[DATA FOR ANALYSIS — start]

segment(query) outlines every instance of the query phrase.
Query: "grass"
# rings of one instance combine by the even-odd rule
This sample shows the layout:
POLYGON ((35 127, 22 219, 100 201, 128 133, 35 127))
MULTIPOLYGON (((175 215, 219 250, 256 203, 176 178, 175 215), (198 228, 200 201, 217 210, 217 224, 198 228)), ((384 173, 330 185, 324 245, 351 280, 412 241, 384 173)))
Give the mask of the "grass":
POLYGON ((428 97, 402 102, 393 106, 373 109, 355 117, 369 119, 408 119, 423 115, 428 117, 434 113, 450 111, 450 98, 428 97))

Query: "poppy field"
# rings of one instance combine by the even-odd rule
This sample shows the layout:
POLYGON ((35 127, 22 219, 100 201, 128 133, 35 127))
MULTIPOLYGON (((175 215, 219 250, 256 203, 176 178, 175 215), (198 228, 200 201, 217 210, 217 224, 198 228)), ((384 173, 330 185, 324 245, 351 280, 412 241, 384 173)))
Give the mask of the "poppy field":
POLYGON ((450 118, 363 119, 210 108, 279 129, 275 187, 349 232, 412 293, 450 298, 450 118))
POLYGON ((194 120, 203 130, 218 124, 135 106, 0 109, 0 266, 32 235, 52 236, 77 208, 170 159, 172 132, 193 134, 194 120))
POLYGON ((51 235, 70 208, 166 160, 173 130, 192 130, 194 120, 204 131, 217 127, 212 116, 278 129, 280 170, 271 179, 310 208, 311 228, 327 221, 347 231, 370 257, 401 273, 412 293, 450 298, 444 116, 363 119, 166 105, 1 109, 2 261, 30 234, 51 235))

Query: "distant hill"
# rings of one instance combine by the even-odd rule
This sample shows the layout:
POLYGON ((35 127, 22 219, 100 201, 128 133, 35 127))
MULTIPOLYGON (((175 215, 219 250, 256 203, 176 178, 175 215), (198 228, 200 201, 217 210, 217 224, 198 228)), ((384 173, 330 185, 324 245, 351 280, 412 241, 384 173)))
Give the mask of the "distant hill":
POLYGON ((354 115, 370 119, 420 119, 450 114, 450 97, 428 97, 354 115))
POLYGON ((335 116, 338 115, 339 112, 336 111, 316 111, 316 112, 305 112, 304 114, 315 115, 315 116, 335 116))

[DATA FOR ANALYSIS — finish]

ASSIGNED TASK: All of the entries above must be quoted exactly.

EXERCISE SOLUTION:
segment(query) outlines every instance of the query phrase.
Query: "grass"
# rings of one instance combine by the even-odd rule
This sample shows the layout:
POLYGON ((35 127, 22 219, 100 201, 128 133, 35 127))
MULTIPOLYGON (((175 215, 219 250, 256 203, 176 178, 175 215), (198 228, 200 201, 217 210, 217 224, 198 228)), ((384 173, 330 185, 324 245, 351 280, 412 241, 384 173)))
Give the mask of the "grass":
POLYGON ((428 97, 402 102, 393 106, 373 109, 355 117, 369 119, 408 119, 423 115, 428 117, 434 113, 450 111, 450 98, 428 97))

Query: "poppy field"
# rings of one instance combine by the even-odd rule
This sample shows the layout:
POLYGON ((35 127, 22 219, 100 201, 128 133, 35 127))
MULTIPOLYGON (((175 215, 219 250, 256 203, 176 178, 175 215), (198 228, 200 201, 217 210, 217 224, 198 228)), ((384 173, 330 185, 324 245, 351 280, 412 241, 384 173)))
Give the mask of the "poppy field":
POLYGON ((450 118, 363 119, 210 108, 279 129, 275 187, 349 232, 412 293, 450 298, 450 118))
POLYGON ((194 120, 203 130, 218 124, 135 106, 0 109, 0 266, 32 235, 52 236, 77 208, 170 159, 172 132, 193 134, 194 120))
POLYGON ((51 235, 70 208, 166 160, 173 130, 192 130, 194 120, 204 131, 217 127, 212 116, 278 129, 280 170, 271 179, 310 208, 311 228, 327 221, 347 231, 370 257, 401 273, 412 293, 450 298, 444 116, 363 119, 166 105, 1 109, 2 261, 30 234, 51 235))

Query: "distant hill"
# rings of one instance combine by the even-odd rule
This sample shows the layout:
POLYGON ((35 127, 22 219, 100 201, 128 133, 35 127))
MULTIPOLYGON (((175 215, 219 250, 256 203, 176 178, 175 215), (198 228, 200 201, 217 210, 217 224, 198 228)), ((384 173, 330 185, 324 245, 351 280, 412 241, 384 173)))
Give the mask of the "distant hill":
POLYGON ((354 115, 370 119, 420 119, 450 114, 450 97, 428 97, 354 115))
POLYGON ((335 116, 338 115, 339 112, 336 111, 316 111, 316 112, 305 112, 304 114, 315 115, 315 116, 335 116))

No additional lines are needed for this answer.